Excerpt to read:
· · ·

By Richard J. Jackson with Stacy Sinclair . Published by Joessey-Bass and APHA Press 2011 . ISBN 978-111803-3661 ; 366 pages . RRP $50

Reviewed by Priscilla Robinson1 and Cybele Heddle2

1 School of Public Health and Human Biosciences, La Trobe University, Victoria; 2URS Australia

Designing Healthy Communities is a companion book to a series of documentaries produced in the United States by the Public Broadcasting Service. The key author, Dr Richard Jackson, is Professor and Chair of the Department of Environmental Health Sciences at the School of Public Health at the University of California, Los Angeles. His origins as a traditional physician are reflected in the structure of the book's chapters, with sub-headings such as ‘prevention’, ‘diagnosis’ and ‘cure’ dotted throughout the book.

Overall, Designing Healthy Communities focuses on the need to incorporate good urban and suburban design into the planning process. The book is divided into ‘thirds’, with the first third focusing on ‘why?’–why should we be so concerned with urban space, design and environment? In this overview, Jackson makes use of some terrifying statistics that show the rate of increase in Type 2 diabetes, obesity levels and cardiovascular disease among adults in the United States (US) over the past few decades. He also explores the impact that the built environment and urban design have on community and health (both mental and physical).

· · ·

Stored data entries:
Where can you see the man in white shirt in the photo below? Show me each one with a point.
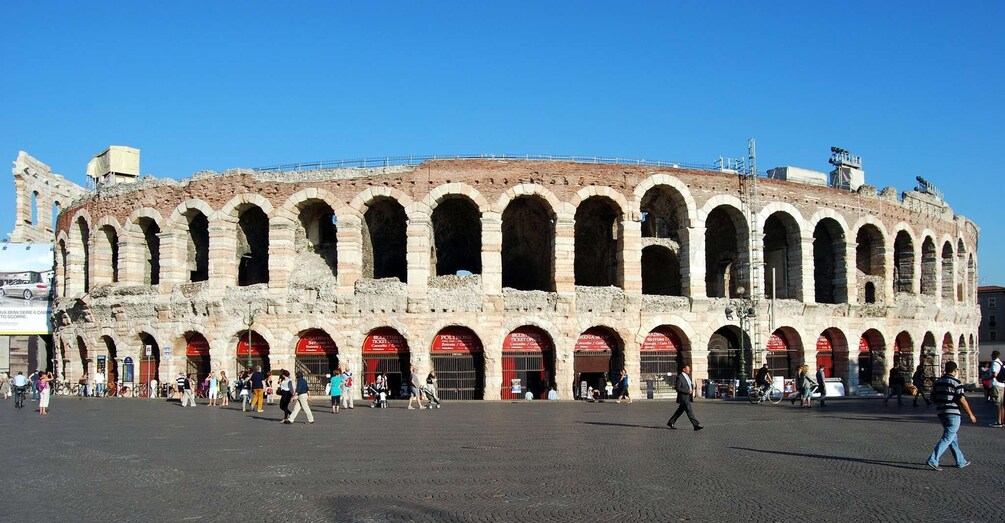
(999, 389)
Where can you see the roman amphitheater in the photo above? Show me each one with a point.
(494, 270)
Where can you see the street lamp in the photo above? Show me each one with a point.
(745, 308)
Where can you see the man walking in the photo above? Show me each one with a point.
(997, 388)
(257, 389)
(302, 399)
(949, 398)
(685, 394)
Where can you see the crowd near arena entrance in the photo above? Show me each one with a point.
(457, 357)
(386, 351)
(197, 363)
(597, 359)
(528, 358)
(317, 358)
(662, 357)
(252, 355)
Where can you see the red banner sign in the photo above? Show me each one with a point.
(456, 339)
(385, 340)
(317, 342)
(661, 339)
(528, 339)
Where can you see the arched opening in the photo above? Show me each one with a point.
(385, 240)
(252, 246)
(948, 273)
(318, 233)
(84, 233)
(903, 263)
(528, 244)
(253, 354)
(456, 230)
(528, 363)
(724, 355)
(597, 358)
(385, 351)
(598, 236)
(663, 210)
(662, 356)
(930, 263)
(871, 359)
(782, 257)
(197, 361)
(197, 253)
(151, 250)
(725, 252)
(150, 359)
(869, 255)
(108, 267)
(660, 272)
(828, 263)
(458, 357)
(317, 358)
(784, 353)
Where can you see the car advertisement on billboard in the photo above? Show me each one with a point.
(25, 289)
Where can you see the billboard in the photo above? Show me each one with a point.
(26, 272)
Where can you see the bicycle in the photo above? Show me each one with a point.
(758, 395)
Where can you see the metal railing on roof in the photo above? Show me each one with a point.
(389, 161)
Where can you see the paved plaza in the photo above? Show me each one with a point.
(136, 460)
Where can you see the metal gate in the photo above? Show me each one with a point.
(318, 369)
(459, 375)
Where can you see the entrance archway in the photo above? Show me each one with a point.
(254, 354)
(317, 358)
(597, 359)
(386, 351)
(528, 356)
(457, 356)
(662, 355)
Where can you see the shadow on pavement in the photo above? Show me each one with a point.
(895, 465)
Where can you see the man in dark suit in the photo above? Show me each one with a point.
(685, 393)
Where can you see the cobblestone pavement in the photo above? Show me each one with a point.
(135, 460)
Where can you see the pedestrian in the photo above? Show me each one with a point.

· · ·

Return the whole book review word for word. The records are separate material and are not part of the book review.

Exercise output:
By Richard J. Jackson with Stacy Sinclair . Published by Joessey-Bass and APHA Press 2011 . ISBN 978-111803-3661 ; 366 pages . RRP $50

Reviewed by Priscilla Robinson1 and Cybele Heddle2

1 School of Public Health and Human Biosciences, La Trobe University, Victoria; 2URS Australia

Designing Healthy Communities is a companion book to a series of documentaries produced in the United States by the Public Broadcasting Service. The key author, Dr Richard Jackson, is Professor and Chair of the Department of Environmental Health Sciences at the School of Public Health at the University of California, Los Angeles. His origins as a traditional physician are reflected in the structure of the book's chapters, with sub-headings such as ‘prevention’, ‘diagnosis’ and ‘cure’ dotted throughout the book.

Overall, Designing Healthy Communities focuses on the need to incorporate good urban and suburban design into the planning process. The book is divided into ‘thirds’, with the first third focusing on ‘why?’–why should we be so concerned with urban space, design and environment? In this overview, Jackson makes use of some terrifying statistics that show the rate of increase in Type 2 diabetes, obesity levels and cardiovascular disease among adults in the United States (US) over the past few decades. He also explores the impact that the built environment and urban design have on community and health (both mental and physical).